> _TEXT SHOWN_
___

India’s No-First-Use Policy: A Reality Check

By Sanaa Alvira, WIIS Member

On the first anniversary of Atal Bihari Vajpayee’s death in August 2019, India’s Defence Minister Rajnath Singh paid homage to the former Prime Minister in Pokhran, the site of India’s first nuclear detonation. Addressing the media, and subsequently reiterating his statements in a tweet, Singh said, “…India has strictly adhered to this doctrine [No-First-Use — NFU]. What happens in future depends on the circumstances.” While India’s commitment to NFU has a long history of debate and analysis, Singh’s statements caused quite a stir in academia and diplomatic circles alike, sparking a debate on whether India was reconsidering changing its long held support of NFU. After all, Rajnath Singh is only the second defence minister — following the late Manohar Parrikar, who openly questioned the relevance of India’s NFU (albeit only in a personal capacity) — to explicitly comment on this aspect of India’s nuclear doctrine. An article co-authored by Christopher Clary and Vipin Narang calls into question India’s commitment to NFU, analyzing whether New Delhi is now shifting its nuclear strategy to permit consideration of pre-emptive counterforce options, especially with regard to Pakistan. The authors’ substantive article presents an intriguing analysis of how India is acquiring nuclear capabilities that far exceed what is needed for credible minimum deterrence — indicating a shift in India’s overall nuclear posture and its policy of NFU.

The Agni- III Missile during the Republic Day parade, New Delhi, 2008.

In the present situation, such assertions on India’s revision of its NFU policy are not without merit. As Ankit Panda argues in his take on India’s NFU in The Diplomat,the Modi government has not shied away from bold decisions and surprise announcements: the February 2019 air strikes against Pakistan, the anti-satellite missile (ASAT) test the following month in March 2019, and more recently, the controversial abrogation of Article 370 on Jammu and Kashmir in August 2019, which saw the state lose its special status in India and was reduced to two Union Territories. It is possible that Singh’s comments in Pokhran were carefully planned and worded as part of the Modi government’s broader strategy to signal a shift in India’s nuclear policy to meet current challenges, as is the view currently debated among scholars.  However, it cannot be ignored that a revision of the NFU policy would have multiple implications, the least of which would be a severe dent in India’s status as a responsible nuclear power — a successful strategy carefully nurtured by Indian diplomacy for over a decade. More imminently, a shift in this policy (or even a perception of shift) would confirm China and Pakistan’s suspicions over India’s actual commitment to NFU, potentially affecting their arsenal build-up.

___

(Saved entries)
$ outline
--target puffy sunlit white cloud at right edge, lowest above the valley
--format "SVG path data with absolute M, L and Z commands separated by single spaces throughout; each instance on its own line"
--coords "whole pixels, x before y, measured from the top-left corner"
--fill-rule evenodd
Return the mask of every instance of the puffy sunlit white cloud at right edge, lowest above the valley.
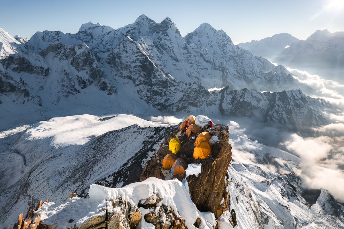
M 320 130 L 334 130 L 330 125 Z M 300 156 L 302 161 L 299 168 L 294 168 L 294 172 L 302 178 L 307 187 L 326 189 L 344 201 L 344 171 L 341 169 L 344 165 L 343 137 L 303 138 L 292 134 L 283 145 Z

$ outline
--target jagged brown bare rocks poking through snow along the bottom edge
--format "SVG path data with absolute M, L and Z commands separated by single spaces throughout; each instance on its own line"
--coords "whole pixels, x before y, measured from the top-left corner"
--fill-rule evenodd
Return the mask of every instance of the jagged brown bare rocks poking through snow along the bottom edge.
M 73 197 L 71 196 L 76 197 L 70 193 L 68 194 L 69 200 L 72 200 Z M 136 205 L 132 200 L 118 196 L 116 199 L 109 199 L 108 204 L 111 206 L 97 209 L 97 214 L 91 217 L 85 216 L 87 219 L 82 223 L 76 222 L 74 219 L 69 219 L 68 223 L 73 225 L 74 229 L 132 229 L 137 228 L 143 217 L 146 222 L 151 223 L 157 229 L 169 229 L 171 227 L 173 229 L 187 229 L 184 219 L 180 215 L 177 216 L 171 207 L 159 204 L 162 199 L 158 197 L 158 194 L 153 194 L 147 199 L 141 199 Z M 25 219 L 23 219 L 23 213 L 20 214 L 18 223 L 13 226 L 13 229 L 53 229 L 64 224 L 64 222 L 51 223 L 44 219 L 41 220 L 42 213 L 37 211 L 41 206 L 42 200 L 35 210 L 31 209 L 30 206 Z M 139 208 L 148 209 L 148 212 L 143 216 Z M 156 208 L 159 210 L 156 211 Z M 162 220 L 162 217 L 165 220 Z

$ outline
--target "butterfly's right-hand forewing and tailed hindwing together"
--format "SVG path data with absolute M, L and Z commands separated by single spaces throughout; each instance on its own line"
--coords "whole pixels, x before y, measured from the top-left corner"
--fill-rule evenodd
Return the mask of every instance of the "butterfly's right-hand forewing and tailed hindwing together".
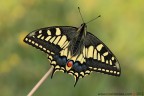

___

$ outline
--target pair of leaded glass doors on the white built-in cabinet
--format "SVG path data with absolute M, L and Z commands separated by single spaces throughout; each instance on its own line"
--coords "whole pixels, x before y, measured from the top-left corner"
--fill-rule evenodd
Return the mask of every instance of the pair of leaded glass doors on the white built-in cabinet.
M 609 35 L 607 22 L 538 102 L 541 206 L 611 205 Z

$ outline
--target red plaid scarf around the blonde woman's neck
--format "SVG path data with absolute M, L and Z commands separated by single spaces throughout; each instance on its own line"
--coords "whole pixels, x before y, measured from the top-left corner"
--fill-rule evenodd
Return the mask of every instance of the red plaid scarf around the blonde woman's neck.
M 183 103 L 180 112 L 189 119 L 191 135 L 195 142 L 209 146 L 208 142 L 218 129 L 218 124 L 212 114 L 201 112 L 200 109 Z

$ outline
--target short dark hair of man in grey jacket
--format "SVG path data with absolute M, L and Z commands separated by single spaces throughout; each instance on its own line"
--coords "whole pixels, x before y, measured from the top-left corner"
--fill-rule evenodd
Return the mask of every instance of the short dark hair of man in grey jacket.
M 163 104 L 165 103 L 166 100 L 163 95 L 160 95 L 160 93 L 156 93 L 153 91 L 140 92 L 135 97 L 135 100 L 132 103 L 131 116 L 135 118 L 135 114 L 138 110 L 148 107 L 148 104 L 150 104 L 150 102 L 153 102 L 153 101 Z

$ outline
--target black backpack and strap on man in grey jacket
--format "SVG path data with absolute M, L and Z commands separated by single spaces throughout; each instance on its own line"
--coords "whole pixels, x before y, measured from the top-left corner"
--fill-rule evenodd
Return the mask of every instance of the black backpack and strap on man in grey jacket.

___

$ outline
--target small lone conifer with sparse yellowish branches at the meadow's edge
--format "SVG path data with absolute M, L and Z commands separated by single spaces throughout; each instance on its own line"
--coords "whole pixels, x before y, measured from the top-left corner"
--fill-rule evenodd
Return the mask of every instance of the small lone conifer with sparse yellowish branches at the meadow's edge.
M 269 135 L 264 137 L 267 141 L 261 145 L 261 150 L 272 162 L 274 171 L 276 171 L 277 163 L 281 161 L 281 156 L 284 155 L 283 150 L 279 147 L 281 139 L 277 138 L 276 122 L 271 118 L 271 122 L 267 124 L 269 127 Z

___

> _CHECK YOUR UNDERSTANDING_
a. Answer these questions about the article on India's no-first-use policy:
(i) Where did Rajnath Singh pay homage to Atal Bihari Vajpayee?
(ii) In which publication did Ankit Panda give his take on India's no-first-use policy?
(iii) In what month and year was the anti-satellite missile test carried out?
b. Please list the bold decisions and surprise announcements by the Modi government that the article on India's no-first-use policy names.

> _ANSWERS FOR EACH ITEM_
a.
(i) In Pokhran, the site of India's first nuclear detonation.
(ii) The Diplomat.
(iii) March 2019.

b.
- The February 2019 air strikes against Pakistan
- The anti-satellite missile (ASAT) test in March 2019
- The abrogation of Article 370 on Jammu and Kashmir in August 2019